> **WHAT YOU HAVE TO DO**: Repeat the lines from the one containing "If you would be willing to indicate the yellow pole" through the last line of the data, exactly, pictures omitted.

> **EXTRACTED ENTRIES**:
==============================
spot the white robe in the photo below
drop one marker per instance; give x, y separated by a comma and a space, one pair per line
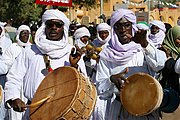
148, 60
177, 66
4, 44
8, 58
29, 69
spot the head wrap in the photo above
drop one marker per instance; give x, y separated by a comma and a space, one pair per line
83, 31
169, 41
128, 14
115, 51
55, 14
55, 49
21, 28
158, 38
2, 23
102, 27
142, 25
159, 24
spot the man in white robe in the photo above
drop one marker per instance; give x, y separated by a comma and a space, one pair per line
157, 33
125, 49
9, 56
30, 69
5, 42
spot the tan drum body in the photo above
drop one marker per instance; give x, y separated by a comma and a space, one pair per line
142, 95
72, 96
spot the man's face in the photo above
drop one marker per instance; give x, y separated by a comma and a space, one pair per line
177, 41
0, 30
123, 29
103, 34
154, 29
54, 29
24, 36
84, 39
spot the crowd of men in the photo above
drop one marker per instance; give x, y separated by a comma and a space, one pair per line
102, 55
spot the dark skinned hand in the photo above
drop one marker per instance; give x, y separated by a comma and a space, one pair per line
140, 37
75, 56
17, 105
118, 78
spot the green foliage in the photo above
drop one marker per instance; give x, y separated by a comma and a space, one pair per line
21, 11
25, 11
85, 3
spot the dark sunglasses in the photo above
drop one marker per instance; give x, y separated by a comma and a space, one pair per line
50, 24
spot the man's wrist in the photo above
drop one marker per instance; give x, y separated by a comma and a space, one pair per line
75, 66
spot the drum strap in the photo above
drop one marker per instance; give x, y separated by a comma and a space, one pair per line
47, 63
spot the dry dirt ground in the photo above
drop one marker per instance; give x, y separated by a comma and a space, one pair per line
172, 116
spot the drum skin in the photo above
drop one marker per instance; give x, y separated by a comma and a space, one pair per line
141, 95
72, 96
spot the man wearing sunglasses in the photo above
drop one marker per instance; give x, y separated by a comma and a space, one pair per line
9, 56
51, 42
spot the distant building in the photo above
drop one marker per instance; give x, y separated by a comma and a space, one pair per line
86, 16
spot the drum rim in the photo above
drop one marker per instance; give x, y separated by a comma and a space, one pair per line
159, 99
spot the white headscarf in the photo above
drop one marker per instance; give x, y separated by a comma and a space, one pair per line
159, 24
55, 49
21, 28
142, 25
83, 31
116, 52
102, 27
158, 38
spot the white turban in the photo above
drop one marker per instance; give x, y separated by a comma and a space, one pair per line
142, 26
21, 28
55, 14
2, 23
103, 26
127, 14
159, 24
83, 31
54, 49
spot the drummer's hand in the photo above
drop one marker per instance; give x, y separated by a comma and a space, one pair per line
118, 78
140, 37
75, 57
18, 105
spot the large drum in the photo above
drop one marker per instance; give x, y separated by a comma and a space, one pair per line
141, 95
64, 94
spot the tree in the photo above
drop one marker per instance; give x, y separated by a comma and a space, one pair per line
24, 11
21, 11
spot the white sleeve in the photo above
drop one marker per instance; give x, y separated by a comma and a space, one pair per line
6, 61
15, 77
105, 87
177, 66
155, 58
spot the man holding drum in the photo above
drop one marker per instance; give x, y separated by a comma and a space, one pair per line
51, 51
127, 48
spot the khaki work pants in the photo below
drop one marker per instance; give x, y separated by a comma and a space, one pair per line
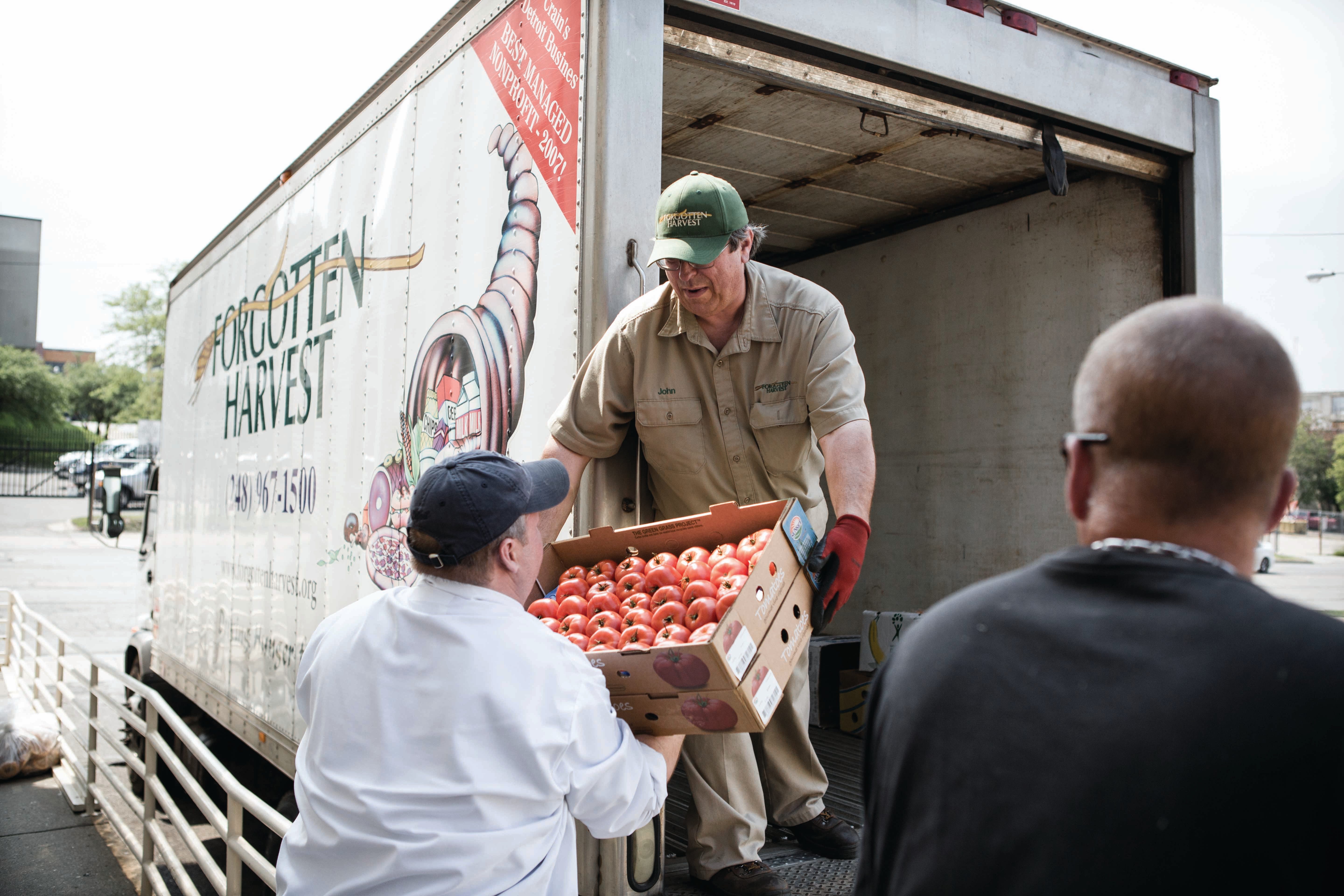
737, 778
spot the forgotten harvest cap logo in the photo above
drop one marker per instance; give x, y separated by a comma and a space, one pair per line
685, 218
467, 386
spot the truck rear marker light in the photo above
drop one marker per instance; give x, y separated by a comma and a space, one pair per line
1019, 21
1185, 80
974, 7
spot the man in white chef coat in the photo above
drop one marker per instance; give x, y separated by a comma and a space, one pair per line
452, 739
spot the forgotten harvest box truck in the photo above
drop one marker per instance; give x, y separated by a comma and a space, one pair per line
983, 190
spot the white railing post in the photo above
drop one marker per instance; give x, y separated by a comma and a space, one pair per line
37, 652
147, 841
61, 669
92, 741
9, 630
233, 860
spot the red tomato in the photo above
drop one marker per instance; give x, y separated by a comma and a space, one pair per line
662, 559
638, 617
672, 635
603, 620
666, 596
661, 577
724, 553
631, 565
732, 584
698, 589
572, 588
725, 604
709, 714
630, 584
701, 613
574, 624
691, 555
603, 586
545, 609
695, 571
573, 605
668, 614
601, 570
640, 635
755, 543
607, 635
726, 567
636, 602
604, 602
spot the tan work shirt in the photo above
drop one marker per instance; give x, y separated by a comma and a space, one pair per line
734, 425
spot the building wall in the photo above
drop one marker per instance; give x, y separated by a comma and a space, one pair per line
21, 241
1326, 408
971, 332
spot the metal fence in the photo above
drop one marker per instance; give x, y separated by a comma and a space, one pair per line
45, 463
49, 668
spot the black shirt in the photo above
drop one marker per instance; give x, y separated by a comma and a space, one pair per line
1105, 722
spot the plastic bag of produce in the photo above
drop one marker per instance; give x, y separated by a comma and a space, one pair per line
28, 739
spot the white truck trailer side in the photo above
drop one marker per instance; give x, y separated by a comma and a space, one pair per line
427, 277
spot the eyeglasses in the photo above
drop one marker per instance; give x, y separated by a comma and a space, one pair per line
1086, 438
677, 264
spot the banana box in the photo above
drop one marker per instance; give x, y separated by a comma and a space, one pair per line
854, 700
881, 635
777, 592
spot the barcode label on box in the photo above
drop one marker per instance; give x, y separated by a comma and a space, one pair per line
767, 696
741, 652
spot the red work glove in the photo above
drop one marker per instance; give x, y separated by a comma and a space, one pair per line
836, 561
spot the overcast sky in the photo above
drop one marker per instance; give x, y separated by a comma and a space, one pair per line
138, 131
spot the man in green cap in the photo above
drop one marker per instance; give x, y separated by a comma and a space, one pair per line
744, 386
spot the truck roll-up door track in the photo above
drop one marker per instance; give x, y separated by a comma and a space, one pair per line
893, 101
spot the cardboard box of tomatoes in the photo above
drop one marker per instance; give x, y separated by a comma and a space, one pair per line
695, 623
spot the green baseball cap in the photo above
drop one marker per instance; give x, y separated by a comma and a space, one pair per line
695, 217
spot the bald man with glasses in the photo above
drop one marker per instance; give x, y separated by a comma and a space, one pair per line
1131, 715
744, 386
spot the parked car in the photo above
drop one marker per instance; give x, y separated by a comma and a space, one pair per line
74, 465
1264, 555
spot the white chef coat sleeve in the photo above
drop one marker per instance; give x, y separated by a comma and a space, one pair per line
616, 784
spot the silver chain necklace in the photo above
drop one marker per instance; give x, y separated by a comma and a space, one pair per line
1167, 550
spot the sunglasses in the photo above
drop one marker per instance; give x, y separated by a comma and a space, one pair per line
1085, 438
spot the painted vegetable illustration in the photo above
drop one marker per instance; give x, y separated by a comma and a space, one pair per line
466, 390
709, 714
682, 671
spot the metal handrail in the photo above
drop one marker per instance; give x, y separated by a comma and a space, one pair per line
37, 653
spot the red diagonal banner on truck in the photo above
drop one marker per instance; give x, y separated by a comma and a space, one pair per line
532, 54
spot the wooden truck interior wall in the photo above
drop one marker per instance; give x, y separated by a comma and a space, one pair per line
960, 312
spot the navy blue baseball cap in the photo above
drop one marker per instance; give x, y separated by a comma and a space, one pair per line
471, 499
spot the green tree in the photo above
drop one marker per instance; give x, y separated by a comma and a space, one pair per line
104, 393
1311, 457
1338, 469
30, 393
140, 320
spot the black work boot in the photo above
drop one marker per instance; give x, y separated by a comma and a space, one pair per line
827, 836
748, 879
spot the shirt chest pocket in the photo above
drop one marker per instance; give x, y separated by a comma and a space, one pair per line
671, 432
781, 433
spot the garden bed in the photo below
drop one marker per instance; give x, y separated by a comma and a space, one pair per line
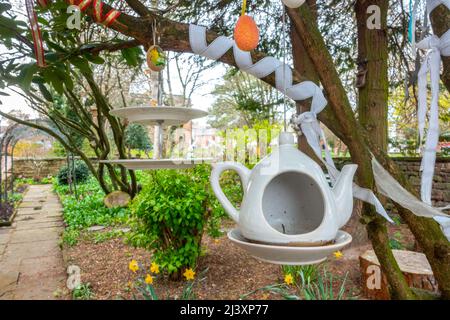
229, 273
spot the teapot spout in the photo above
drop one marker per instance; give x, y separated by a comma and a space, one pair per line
343, 193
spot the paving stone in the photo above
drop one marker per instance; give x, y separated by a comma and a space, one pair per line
96, 228
31, 263
21, 236
8, 281
4, 238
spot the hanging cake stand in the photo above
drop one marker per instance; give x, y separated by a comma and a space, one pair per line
159, 116
289, 255
168, 116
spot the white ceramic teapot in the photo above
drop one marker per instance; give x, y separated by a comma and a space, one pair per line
287, 199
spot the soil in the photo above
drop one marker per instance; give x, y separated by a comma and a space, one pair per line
226, 271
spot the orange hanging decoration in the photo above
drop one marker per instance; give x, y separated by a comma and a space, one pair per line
246, 33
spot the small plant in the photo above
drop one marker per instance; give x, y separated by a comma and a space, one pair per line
323, 288
83, 292
88, 210
298, 272
79, 175
70, 237
306, 283
144, 282
173, 210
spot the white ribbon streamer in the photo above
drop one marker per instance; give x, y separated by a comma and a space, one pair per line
431, 65
389, 187
307, 121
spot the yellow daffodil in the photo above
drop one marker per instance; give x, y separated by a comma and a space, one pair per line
133, 266
338, 254
288, 279
189, 274
154, 268
148, 279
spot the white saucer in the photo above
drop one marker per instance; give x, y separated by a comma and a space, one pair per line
167, 116
286, 255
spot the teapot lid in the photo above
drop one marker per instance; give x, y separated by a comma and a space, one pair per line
286, 138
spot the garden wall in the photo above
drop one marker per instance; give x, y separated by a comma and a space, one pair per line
40, 168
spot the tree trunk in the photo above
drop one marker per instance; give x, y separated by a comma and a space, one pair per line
425, 230
373, 57
440, 21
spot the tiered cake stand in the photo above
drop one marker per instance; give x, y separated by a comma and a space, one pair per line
159, 116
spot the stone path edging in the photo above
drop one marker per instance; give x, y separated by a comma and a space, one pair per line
31, 261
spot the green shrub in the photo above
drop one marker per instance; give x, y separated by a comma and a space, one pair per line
87, 210
173, 209
81, 173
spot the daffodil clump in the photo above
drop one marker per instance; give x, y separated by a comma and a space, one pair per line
145, 279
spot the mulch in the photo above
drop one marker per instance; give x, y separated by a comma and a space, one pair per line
228, 272
6, 210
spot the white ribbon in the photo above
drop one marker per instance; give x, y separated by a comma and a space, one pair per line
310, 127
307, 121
431, 65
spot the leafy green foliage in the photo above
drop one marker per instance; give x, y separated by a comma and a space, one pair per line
323, 288
86, 211
81, 172
83, 292
244, 100
309, 272
173, 210
310, 283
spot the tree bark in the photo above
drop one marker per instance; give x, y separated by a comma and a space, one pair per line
425, 230
373, 56
440, 21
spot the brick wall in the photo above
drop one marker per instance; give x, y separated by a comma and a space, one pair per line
39, 168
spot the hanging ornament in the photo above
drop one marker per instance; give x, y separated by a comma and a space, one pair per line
246, 33
156, 58
36, 32
293, 3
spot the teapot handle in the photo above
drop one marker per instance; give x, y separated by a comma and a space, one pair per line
217, 171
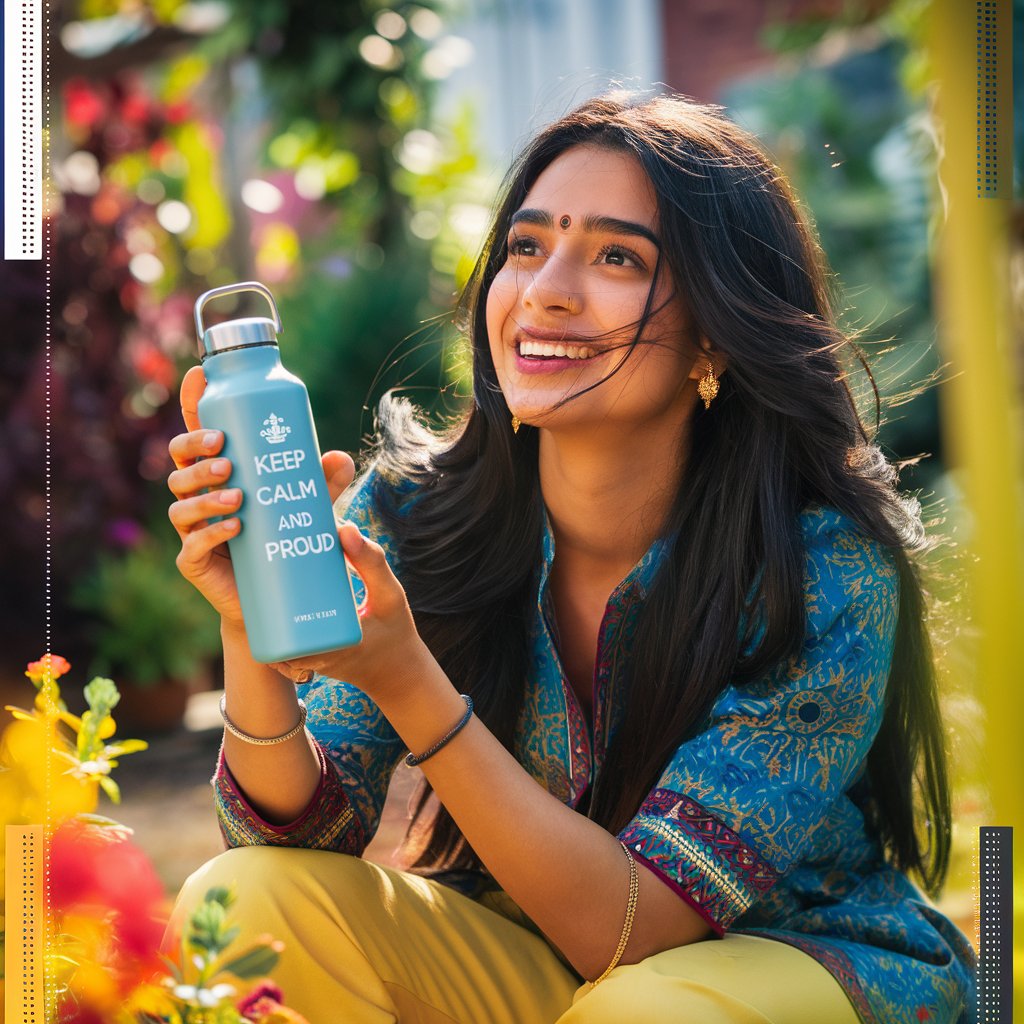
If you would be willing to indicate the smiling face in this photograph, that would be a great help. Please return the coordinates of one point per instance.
(566, 305)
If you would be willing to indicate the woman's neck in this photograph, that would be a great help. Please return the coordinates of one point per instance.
(607, 499)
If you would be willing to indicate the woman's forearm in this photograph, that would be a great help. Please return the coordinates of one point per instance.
(278, 780)
(565, 871)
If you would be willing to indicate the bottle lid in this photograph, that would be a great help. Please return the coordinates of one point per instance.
(236, 333)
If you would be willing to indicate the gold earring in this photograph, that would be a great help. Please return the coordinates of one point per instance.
(708, 385)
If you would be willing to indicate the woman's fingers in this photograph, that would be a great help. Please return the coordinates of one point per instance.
(189, 513)
(339, 470)
(197, 546)
(193, 386)
(193, 479)
(384, 593)
(187, 449)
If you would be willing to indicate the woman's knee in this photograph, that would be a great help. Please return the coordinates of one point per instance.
(647, 995)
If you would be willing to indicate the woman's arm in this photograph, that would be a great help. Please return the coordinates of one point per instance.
(721, 853)
(564, 870)
(278, 780)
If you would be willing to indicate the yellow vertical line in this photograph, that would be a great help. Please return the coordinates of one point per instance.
(981, 406)
(25, 925)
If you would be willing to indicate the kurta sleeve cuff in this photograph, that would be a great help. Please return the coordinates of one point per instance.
(327, 823)
(705, 861)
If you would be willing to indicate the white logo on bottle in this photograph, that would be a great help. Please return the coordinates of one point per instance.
(275, 433)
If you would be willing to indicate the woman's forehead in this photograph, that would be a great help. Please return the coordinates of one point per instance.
(592, 180)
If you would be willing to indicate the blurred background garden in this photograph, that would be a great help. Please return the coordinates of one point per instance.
(346, 155)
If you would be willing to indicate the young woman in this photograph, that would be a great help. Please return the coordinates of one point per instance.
(648, 619)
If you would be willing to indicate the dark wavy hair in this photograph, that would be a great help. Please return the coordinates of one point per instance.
(783, 433)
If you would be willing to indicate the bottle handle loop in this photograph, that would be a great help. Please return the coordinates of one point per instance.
(244, 286)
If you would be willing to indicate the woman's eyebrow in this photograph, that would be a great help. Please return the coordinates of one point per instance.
(590, 223)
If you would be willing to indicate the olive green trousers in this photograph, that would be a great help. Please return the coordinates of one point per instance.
(366, 944)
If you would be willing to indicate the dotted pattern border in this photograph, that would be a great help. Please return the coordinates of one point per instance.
(995, 881)
(24, 135)
(25, 996)
(987, 179)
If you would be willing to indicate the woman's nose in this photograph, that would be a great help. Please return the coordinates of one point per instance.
(550, 288)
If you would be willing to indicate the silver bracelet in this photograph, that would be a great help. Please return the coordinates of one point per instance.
(269, 741)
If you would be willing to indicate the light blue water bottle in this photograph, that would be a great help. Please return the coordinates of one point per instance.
(293, 582)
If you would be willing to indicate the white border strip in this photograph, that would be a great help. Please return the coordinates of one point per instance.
(23, 118)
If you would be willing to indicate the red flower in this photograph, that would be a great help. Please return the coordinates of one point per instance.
(36, 671)
(261, 1001)
(83, 108)
(98, 869)
(135, 109)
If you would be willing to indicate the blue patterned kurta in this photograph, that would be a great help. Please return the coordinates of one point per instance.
(756, 821)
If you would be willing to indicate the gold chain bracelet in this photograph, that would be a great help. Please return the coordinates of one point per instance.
(631, 909)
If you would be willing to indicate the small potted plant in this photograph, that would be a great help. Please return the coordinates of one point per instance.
(150, 629)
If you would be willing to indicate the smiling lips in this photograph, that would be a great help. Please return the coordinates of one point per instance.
(553, 349)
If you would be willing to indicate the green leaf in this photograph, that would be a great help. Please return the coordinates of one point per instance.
(174, 969)
(254, 964)
(101, 696)
(123, 747)
(111, 788)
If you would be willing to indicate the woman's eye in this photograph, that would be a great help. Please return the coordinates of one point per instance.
(617, 256)
(522, 246)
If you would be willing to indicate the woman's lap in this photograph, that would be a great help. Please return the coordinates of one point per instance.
(367, 944)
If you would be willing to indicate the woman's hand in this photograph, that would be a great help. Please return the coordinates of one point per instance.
(391, 655)
(204, 560)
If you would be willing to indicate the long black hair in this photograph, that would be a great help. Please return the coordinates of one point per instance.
(783, 433)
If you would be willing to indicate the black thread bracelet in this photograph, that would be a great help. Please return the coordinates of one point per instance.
(412, 760)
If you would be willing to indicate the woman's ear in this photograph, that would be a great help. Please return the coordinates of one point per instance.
(718, 359)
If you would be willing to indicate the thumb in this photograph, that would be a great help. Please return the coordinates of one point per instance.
(193, 386)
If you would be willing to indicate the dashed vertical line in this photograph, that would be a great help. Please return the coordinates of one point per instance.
(47, 226)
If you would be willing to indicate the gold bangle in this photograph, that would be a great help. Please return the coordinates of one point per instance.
(258, 740)
(631, 909)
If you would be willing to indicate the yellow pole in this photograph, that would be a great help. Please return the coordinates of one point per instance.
(981, 407)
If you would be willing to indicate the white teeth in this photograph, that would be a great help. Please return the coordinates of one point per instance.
(557, 350)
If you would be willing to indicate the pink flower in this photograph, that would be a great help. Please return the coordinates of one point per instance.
(262, 1000)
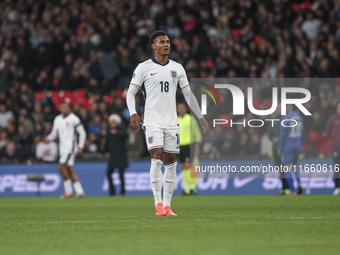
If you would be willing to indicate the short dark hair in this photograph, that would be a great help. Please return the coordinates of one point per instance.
(155, 34)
==============================
> **WRITTEN SOLUTION**:
If you would be willing to indicate the yellow pole in this photograph, that would be a great help. Please return the coordinates of one point per instance.
(981, 407)
If you would be willing to indicate the white teeth in this photograph, that would be a great help. Please return the coordinates of one point per instance.
(557, 350)
If you would be willing to indicate the pink flower in this photograph, that would be a great help. Please return the coordinates of one point per instance.
(262, 1000)
If you would be willing to indicate the short dark hair in this photograph, that would be a great help. Please return the coordinates of one point per instance.
(155, 34)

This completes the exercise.